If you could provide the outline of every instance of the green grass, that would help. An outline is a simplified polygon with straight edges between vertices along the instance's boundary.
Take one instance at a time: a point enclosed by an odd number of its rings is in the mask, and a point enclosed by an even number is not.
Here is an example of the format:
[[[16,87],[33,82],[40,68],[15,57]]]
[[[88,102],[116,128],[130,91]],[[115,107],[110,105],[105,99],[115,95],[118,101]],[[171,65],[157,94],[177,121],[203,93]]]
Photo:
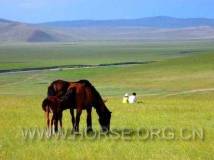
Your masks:
[[[159,47],[152,49],[157,44]],[[119,56],[114,50],[120,48],[120,45],[111,44],[109,50],[106,48],[106,52],[111,53],[108,55],[111,61],[120,61],[119,57],[125,49],[121,50]],[[134,45],[132,46],[133,49],[130,49],[132,52],[135,52],[136,48],[141,48],[142,55],[140,52],[138,53],[139,56],[142,56],[140,60],[143,60],[145,56],[143,51],[148,47],[147,49],[151,51],[150,54],[154,54],[149,55],[150,58],[148,56],[147,60],[159,61],[124,67],[1,74],[0,159],[212,160],[214,158],[214,90],[212,90],[214,88],[214,50],[212,50],[212,45],[208,42],[180,42],[168,45],[162,43],[131,43],[130,45]],[[177,54],[177,51],[183,50],[181,45],[184,46],[185,50],[197,48],[200,52],[187,55]],[[50,54],[49,46],[45,51],[47,55]],[[15,46],[15,48],[17,47],[19,46]],[[22,47],[23,45],[21,45]],[[32,46],[28,47],[31,48]],[[99,48],[99,46],[97,47]],[[8,50],[10,49],[11,47],[8,47]],[[154,52],[155,49],[157,52]],[[14,50],[16,51],[16,49]],[[95,50],[98,51],[99,49],[95,48]],[[169,57],[164,57],[161,54],[167,52],[170,54],[171,51],[172,55]],[[96,53],[93,53],[93,56],[88,59],[88,63],[102,62],[102,58],[95,58]],[[116,59],[114,59],[115,57]],[[128,54],[127,51],[127,57],[135,56],[132,56],[131,53]],[[22,59],[21,57],[18,58]],[[28,61],[28,58],[23,59]],[[10,60],[13,61],[13,58]],[[71,57],[69,59],[67,57],[67,61],[69,60],[72,62]],[[134,59],[134,61],[136,60],[138,59]],[[1,61],[3,60],[1,59]],[[64,62],[65,60],[62,60],[62,64]],[[85,63],[78,60],[77,62]],[[51,64],[47,63],[47,65]],[[48,84],[59,78],[73,81],[83,78],[89,79],[103,97],[108,98],[107,106],[112,111],[111,128],[136,130],[139,127],[170,127],[174,128],[176,133],[181,128],[203,128],[205,138],[204,140],[149,139],[140,141],[137,139],[112,140],[109,137],[102,137],[100,140],[81,140],[80,138],[63,140],[53,137],[51,140],[40,140],[39,138],[24,140],[22,128],[45,127],[41,101],[46,96]],[[137,92],[138,98],[142,98],[144,103],[122,104],[123,94],[133,91]],[[86,113],[84,112],[80,122],[81,129],[86,126],[85,118]],[[95,131],[100,129],[97,119],[96,112],[93,111]],[[70,128],[69,111],[64,113],[63,121],[64,128]],[[137,135],[134,133],[130,137],[136,138]]]
[[[213,51],[212,42],[1,44],[0,69],[162,60]],[[57,59],[57,61],[56,61]]]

------------------------------------

CONSIGNE.
Pourriez-vous recopier à l'identique les lignes des données, depuis la toute première jusqu'à la ligne contenant "[[[16,87],[33,82],[40,68],[15,57]]]" incluse ?

RÉPONSE RÉDIGÉE.
If you could provide the outline of every instance of the green grass, that would help. An outline is a simplified polygon with straight edges between vertices along the instance's boundary.
Take one instance at a time: a point enclosed by an odd number of its rings is in the mask, and a point enclosed by an even number is not.
Here is an example of the format:
[[[16,87],[33,82],[40,68],[15,57]]]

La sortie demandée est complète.